Reclamation began discussing this transfer with the
Association and the District in November 2002. Since that time
much work has been done and a great deal of progress has been
made.
In August 2003, Reclamation, the Association, and the
District signed an agreement entitled ``Contributed Funds Act
and Memorandum of Agreement'' (Contract No. 03-WC-40-8800)
which articulated the respective roles, responsibilities, and
cost obligations for carrying out the title transfer process.
Since that time, several other water user entities, including
the Central Utah Water Conservancy District (Central) and the
Jordan Valley Water Conservancy District (Jordan Valley) also
have become involved. A title transfer work group made up of
these entities and Reclamation was formed to discuss the issues
of importance to the entities involved, and that work group has
been meeting regularly.
In order to initiate the public review process required
under the National Environmental Policy Act (NEPA), the title
transfer work group assembled a list of more than 2,000
individuals, agencies, and other entities having a potential
interest in this transfer. This list includes a large number of
owners of private property located adjacent to the transfer
facilities. It also includes several State and Federal agencies
and environmental and recreational interest groups. On
September 29, 2003, an initial scoping letter describing the
proposal was mailed to all on this list. Public scoping
meetings were held on October 27, 28, and 30, 2003 in Sandy,
Lehi, and Provo respectively. Many concerns and issues were
raised at these meetings and in subsequent calls, letters and
e-mails by interested stakeholders. To enable anyone else with
interests and concerns to have an opportunity to voice them,
the official public comment period was held open until November
26, 2003.
As the lead agency, Reclamation is in the process of
completing a draft environmental assessment. The Department of
the Interior's Central Utah Project Completion Act Office, the
U.S. Forest Service, and the National Park Service are
cooperating agencies. The draft environmental assessment is
expected to be released to the public for review and comment by
the end of May 2004.
S. 1876
S. 1876 requires the Secretary to convey to the Provo River
Water Users Association, pursuant to a transfer agreement still
being drafted, all right, title, and interest of the United
States in certain lands, rights-of-way, and facilities that are
part of the Provo River Project in Utah. The bill does not
impair any existing contracts that allow for, or create a
right, to convey water through the Provo Reservoir Canal.

CHALLENGE A: In the title transfer excerpt, which agencies are named as cooperating agencies on the draft environmental assessment?
CHALLENGE B: According to the title transfer excerpt, on what date was the initial scoping letter mailed?

ROWS:

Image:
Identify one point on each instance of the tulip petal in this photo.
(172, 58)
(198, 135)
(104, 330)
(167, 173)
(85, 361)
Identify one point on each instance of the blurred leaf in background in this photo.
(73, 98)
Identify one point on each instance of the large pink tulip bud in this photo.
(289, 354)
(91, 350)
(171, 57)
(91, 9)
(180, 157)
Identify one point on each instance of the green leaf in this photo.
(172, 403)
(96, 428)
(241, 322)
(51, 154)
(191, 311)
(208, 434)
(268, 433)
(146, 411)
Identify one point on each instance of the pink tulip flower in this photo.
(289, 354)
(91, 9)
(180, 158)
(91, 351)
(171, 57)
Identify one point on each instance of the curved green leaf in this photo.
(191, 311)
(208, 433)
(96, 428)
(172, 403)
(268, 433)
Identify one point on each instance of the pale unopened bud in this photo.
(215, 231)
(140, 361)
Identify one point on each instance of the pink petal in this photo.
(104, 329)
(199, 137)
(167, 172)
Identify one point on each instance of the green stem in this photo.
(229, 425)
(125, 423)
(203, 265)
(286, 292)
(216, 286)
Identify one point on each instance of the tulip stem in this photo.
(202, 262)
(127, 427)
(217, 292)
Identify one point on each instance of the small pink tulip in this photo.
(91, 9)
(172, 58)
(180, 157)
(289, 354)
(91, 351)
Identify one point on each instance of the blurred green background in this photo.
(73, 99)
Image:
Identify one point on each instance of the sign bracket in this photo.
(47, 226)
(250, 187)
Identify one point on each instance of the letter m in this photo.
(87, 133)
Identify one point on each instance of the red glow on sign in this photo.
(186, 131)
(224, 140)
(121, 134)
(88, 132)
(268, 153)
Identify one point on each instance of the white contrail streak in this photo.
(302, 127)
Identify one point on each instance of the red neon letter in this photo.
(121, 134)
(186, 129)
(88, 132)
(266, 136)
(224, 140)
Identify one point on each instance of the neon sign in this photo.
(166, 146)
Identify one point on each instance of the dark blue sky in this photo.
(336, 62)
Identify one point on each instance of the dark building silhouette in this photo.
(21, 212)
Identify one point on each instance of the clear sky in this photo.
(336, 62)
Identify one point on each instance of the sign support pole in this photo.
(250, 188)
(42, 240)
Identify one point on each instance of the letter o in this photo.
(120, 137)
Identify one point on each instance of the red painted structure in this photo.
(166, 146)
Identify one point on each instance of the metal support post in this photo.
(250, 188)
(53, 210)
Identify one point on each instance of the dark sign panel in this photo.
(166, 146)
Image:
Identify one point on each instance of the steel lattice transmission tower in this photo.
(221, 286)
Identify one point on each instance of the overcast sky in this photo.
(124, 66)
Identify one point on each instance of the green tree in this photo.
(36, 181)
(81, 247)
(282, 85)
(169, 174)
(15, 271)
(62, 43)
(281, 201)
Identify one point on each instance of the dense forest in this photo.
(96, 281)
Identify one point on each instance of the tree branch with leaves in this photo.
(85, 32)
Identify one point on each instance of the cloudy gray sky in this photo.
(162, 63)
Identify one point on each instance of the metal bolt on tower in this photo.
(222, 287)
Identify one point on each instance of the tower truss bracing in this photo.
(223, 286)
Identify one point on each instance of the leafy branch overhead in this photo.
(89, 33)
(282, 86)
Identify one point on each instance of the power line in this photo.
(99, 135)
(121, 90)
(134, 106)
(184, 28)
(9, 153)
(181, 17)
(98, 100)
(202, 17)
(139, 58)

* * *

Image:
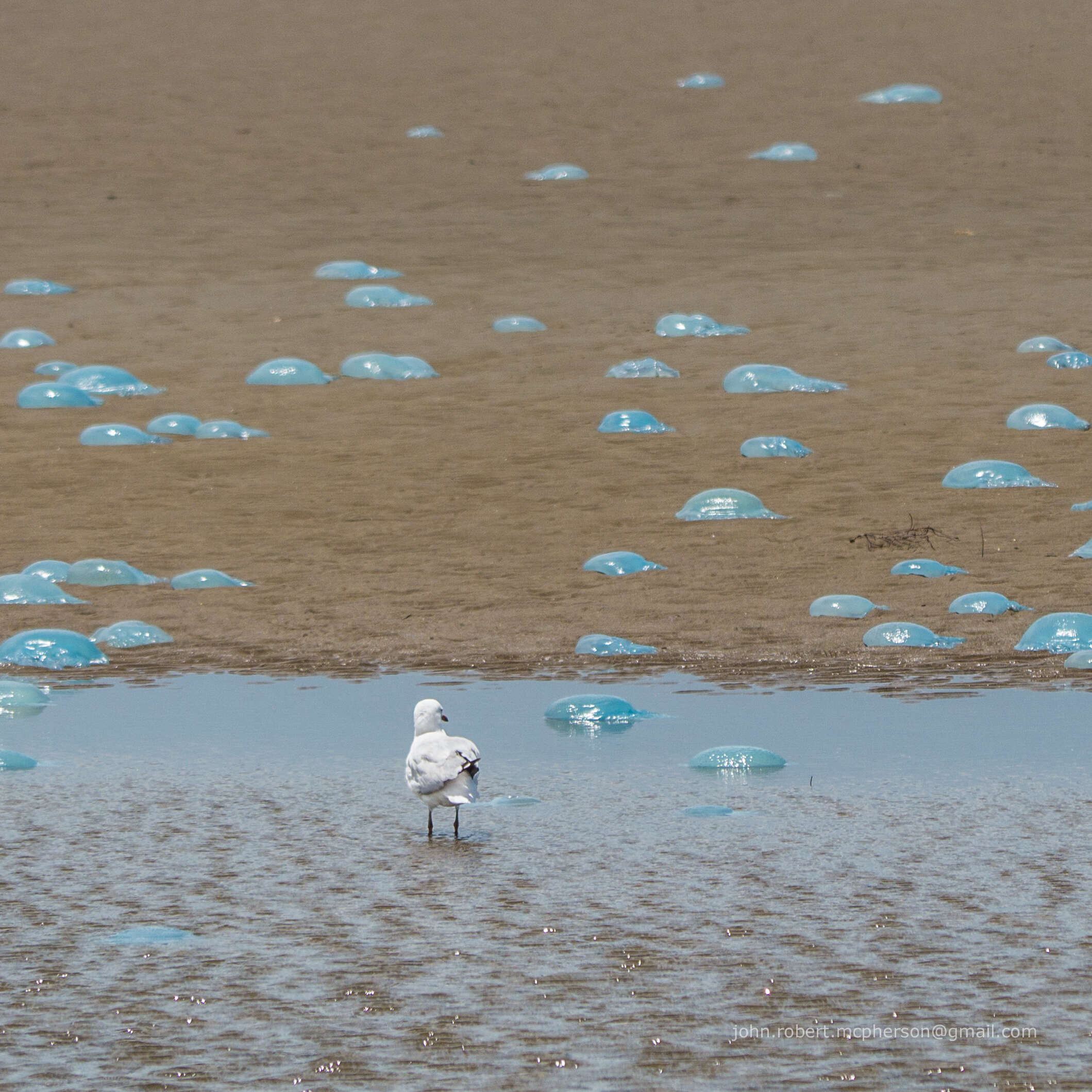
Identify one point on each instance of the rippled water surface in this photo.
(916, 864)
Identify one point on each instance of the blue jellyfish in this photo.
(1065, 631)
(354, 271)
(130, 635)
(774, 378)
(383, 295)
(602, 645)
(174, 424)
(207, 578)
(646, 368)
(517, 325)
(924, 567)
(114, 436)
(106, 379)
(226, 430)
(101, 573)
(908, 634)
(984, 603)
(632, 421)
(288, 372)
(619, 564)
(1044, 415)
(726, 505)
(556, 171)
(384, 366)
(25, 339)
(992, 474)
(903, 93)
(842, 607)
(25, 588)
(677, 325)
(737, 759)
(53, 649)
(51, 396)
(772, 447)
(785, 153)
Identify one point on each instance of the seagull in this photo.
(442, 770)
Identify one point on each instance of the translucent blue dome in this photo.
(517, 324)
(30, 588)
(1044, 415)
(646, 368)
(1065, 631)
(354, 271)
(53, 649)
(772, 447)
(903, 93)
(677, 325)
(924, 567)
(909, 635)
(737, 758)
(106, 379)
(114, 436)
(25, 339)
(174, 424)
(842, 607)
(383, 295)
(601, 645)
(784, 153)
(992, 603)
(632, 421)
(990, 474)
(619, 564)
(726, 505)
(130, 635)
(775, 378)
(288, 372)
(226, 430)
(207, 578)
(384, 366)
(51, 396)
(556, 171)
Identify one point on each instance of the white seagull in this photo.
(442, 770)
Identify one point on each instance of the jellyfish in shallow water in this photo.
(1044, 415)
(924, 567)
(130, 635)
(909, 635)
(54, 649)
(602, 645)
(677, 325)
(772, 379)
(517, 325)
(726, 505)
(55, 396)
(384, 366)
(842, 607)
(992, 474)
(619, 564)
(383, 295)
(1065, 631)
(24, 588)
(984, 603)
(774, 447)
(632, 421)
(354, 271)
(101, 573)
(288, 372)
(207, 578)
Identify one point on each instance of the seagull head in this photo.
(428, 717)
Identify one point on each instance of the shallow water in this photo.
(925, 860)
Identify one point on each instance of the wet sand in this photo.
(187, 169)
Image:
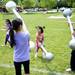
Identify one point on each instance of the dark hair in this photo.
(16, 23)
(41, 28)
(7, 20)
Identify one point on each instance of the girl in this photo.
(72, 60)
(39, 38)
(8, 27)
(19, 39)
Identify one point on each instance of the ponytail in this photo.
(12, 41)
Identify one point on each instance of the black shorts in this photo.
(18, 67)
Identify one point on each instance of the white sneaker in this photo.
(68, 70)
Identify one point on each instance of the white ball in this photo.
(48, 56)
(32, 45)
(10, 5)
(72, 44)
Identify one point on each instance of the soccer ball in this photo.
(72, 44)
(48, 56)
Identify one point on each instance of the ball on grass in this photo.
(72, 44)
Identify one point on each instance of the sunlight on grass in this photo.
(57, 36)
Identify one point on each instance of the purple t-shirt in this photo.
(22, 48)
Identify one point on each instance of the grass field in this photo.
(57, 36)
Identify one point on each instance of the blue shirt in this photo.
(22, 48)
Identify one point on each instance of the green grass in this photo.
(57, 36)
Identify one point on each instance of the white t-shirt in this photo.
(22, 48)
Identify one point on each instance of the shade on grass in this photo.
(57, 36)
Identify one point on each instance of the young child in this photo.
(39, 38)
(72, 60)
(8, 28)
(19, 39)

CORRECT RESPONSE A: The Department of the Interior's Central Utah Project Completion Act Office, the U.S. Forest Service, and the National Park Service

CORRECT RESPONSE B: September 29, 2003